Segment Open

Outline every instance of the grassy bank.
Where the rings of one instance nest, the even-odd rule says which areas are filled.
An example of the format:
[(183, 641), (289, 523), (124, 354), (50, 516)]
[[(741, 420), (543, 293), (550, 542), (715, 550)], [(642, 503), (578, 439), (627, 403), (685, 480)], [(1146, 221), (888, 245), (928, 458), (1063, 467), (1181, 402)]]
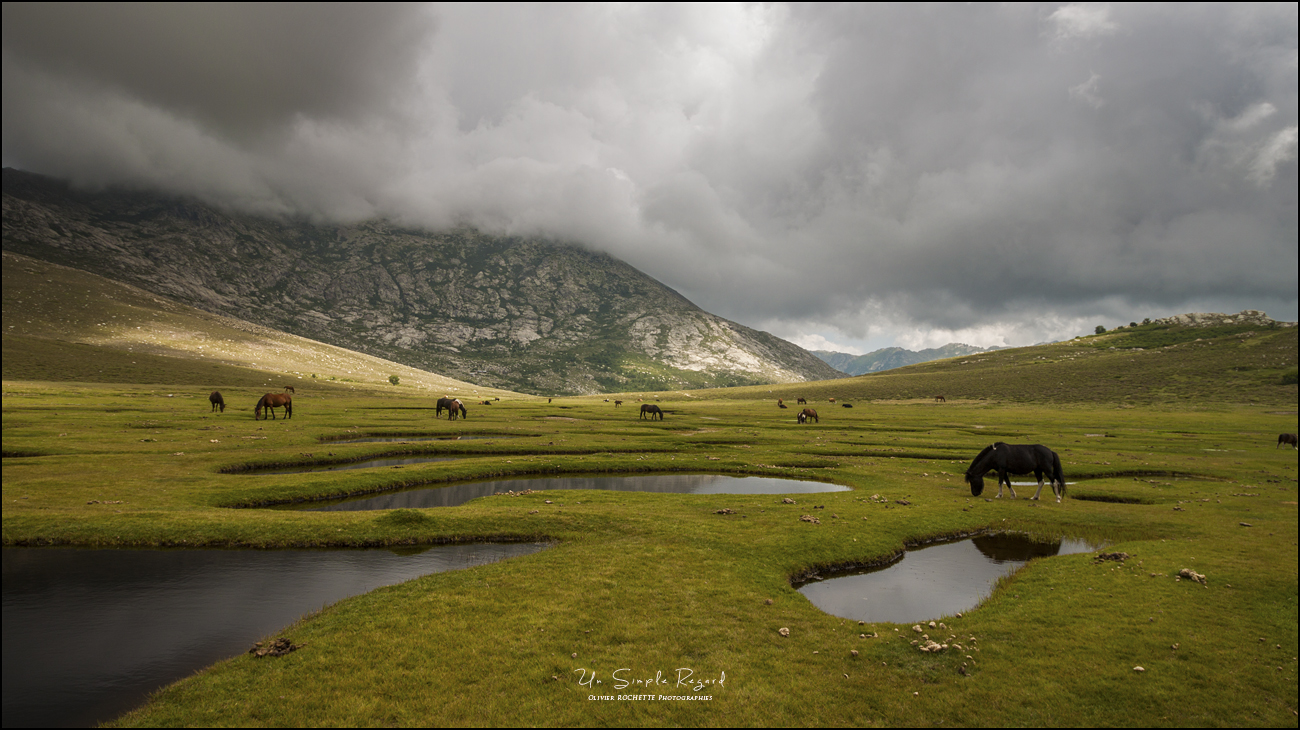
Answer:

Segment Closed

* [TASK BRIEF]: Find the word "instance" in the records and pull out each line that has it.

* [WRITTEN RESPONSE]:
Outline every instance of the grassy bank.
Where the rings of one instance nest, the even-odd rule says which areas are filled.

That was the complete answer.